Vorliegender Text -
== == ==

Heute wird manuell bewässert. So manches Wildkraut, Stauden und andere Pflanzen kommen und fügen sich ein, oder verschwinden auch wieder. Die Heilpraktikerin ist der Überzeugung, dass "die Pflanzen zu den Menschen kommen" und man sie gewähren lassen müsse. So darf auch die nicht gesäte oder gepflanzte Brennnessel, die Knoblauchsrauke oder die Zitronenmelisse im Garten verbleiben. Gehölze, wie der Grüne Schlitz-Ahorn (geht sehr in die Breite) oder die Clematis-Rankpflanze am Zaun müssen regelmäßig geschnitten werden.
Die Töpfe auf den Fensterbänken (mit großem Untersetzer-Blech) werden jeweils jahreszeitlich bepflanzt und der Splitt muss ab und zu gerecht und von Laub und Pflanzenteilen befreit werden. Ansonsten ist die Pflanzung inzwischen gut eingewachsen, vor allem die Gehölze benötigen kaum Pflege.
Mit kleineren Hinzu- oder Anpflanzungen wie dem weißen Kugel-Zierlauch, erfährt der Vorgarten auch schon einmal Veränderungen. Im Wesentlichen ist er vom Charakter her jedoch so geblieben wie geplant, und das zeichnet doch den Entwurfsverfasser und Ausführenden sowie die Nutzerin der kleinen innerstädtischen Anlage aus.
Projektinformationen
Projekt: Privater Vorgarten in Frankfurt am MainHistorisches Umfeld, Gründerzeitgebäude
Bauherr: privat beziehungsweise Heilpraxis
Planung & Ausführung:
Thomas Korte
Garten- und Landschaftsbau
Zum Köpperner Tal
10861381 Friedrichsdorf
www.korte-galabau.de
Planungszeitraum: Dezember/Januar 2011/2012
Bauausführung: Frühjahr 2012
Zeitgleich mit dem Vorgarten wurde auch der (Hof-) Garten hinter dem Haus im gleichen Stil gestaltet.

== == ==

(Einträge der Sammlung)

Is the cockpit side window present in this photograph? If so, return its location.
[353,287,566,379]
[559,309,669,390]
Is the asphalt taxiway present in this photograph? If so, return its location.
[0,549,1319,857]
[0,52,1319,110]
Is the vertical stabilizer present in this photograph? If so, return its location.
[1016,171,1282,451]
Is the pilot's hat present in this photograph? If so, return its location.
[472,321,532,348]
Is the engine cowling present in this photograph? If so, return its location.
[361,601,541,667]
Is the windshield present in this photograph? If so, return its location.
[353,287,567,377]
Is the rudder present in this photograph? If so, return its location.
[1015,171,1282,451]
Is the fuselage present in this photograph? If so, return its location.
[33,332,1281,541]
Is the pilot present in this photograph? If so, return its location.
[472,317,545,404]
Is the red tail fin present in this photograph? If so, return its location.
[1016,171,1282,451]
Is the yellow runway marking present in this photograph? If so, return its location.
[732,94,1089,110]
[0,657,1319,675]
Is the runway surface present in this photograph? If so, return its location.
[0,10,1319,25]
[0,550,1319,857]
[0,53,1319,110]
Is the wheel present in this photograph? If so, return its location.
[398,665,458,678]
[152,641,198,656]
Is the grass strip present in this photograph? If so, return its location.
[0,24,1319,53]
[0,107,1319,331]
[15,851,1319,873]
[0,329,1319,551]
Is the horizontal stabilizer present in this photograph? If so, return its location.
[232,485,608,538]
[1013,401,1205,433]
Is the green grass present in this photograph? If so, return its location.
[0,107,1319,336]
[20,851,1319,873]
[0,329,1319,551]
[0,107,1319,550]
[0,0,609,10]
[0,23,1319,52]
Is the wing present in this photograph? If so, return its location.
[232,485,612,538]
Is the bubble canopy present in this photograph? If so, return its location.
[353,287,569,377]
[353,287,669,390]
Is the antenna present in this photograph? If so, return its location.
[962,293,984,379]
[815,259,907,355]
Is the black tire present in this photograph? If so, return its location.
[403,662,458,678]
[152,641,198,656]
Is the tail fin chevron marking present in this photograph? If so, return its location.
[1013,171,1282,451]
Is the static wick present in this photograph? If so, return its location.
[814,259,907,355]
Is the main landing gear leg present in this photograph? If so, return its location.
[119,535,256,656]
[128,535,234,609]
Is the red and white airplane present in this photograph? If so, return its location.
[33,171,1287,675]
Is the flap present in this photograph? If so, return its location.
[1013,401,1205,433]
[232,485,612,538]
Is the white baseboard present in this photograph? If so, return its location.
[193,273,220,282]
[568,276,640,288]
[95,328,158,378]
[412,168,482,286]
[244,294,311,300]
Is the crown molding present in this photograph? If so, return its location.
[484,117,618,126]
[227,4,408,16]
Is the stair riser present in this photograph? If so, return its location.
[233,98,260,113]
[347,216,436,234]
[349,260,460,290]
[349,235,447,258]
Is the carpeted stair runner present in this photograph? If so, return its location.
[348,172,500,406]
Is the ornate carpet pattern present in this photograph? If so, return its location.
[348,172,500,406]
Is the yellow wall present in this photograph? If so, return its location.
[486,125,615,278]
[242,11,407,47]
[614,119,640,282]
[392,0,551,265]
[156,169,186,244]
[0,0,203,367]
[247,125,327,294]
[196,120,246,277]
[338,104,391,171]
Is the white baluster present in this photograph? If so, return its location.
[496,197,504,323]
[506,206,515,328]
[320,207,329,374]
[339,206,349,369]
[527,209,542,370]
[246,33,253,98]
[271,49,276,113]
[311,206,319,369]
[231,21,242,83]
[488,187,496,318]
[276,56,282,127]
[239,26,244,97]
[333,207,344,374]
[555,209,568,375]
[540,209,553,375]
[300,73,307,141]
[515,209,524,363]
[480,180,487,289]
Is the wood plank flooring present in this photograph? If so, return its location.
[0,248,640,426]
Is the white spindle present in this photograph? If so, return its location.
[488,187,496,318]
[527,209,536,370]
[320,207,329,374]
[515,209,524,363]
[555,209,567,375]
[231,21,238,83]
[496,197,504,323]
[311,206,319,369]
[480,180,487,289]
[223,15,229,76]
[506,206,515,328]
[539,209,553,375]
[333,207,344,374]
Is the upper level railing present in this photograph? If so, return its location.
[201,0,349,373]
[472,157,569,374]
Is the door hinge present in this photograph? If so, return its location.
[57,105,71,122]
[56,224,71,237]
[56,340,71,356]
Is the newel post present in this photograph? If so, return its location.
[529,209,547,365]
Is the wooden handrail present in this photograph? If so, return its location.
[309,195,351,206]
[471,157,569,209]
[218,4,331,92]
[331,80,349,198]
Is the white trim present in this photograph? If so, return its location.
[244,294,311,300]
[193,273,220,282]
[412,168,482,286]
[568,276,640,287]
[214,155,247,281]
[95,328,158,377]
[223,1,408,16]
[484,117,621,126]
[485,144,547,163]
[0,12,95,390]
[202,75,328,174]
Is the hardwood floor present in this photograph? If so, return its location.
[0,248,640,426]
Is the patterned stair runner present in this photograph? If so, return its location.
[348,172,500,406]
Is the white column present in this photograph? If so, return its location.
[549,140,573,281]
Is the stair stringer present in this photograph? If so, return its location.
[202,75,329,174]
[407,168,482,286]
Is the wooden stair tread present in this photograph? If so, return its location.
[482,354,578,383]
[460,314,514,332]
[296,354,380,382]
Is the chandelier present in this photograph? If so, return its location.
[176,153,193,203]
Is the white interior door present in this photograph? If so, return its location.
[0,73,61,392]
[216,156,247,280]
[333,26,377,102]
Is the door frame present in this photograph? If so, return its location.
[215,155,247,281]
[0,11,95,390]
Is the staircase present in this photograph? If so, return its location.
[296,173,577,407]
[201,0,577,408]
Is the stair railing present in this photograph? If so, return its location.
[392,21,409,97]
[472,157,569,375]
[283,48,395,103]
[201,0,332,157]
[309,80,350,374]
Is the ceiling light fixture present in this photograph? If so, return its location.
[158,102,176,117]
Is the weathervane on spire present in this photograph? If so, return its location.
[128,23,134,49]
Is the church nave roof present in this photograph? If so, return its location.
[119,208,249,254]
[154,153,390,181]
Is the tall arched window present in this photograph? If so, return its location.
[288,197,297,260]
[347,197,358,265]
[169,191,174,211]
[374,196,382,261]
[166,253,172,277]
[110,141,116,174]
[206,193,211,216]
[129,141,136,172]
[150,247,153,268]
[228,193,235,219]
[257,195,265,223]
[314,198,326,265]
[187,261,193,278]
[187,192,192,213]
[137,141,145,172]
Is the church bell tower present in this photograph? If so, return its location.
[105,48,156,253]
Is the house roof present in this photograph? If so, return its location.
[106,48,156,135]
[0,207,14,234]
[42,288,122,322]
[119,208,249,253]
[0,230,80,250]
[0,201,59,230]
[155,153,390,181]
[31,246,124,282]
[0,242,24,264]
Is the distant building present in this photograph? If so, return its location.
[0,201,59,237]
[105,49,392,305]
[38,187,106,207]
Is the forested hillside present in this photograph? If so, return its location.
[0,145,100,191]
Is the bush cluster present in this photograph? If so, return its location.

== == ==

Aufgabenbeschreibung -
Stimmen diese Aussagen mit dem Text über den Vorgarten überein? Antworte jeweils mit Ja oder Nein und zitiere die entscheidenden Worte des Textes wörtlich.
1. Der Vorgarten wird heute automatisch bewässert.
2. Die Brennnessel darf im Garten bleiben, obwohl sie nicht gesät oder gepflanzt wurde.
3. Die Bauausführung fand im Frühjahr 2012 statt.

Antwort zur Übung -
1. Nein: „Heute wird manuell bewässert.“
2. Ja: „So darf auch die nicht gesäte oder gepflanzte Brennnessel, die Knoblauchsrauke oder die Zitronenmelisse im Garten verbleiben.“
3. Ja: „Bauausführung: Frühjahr 2012“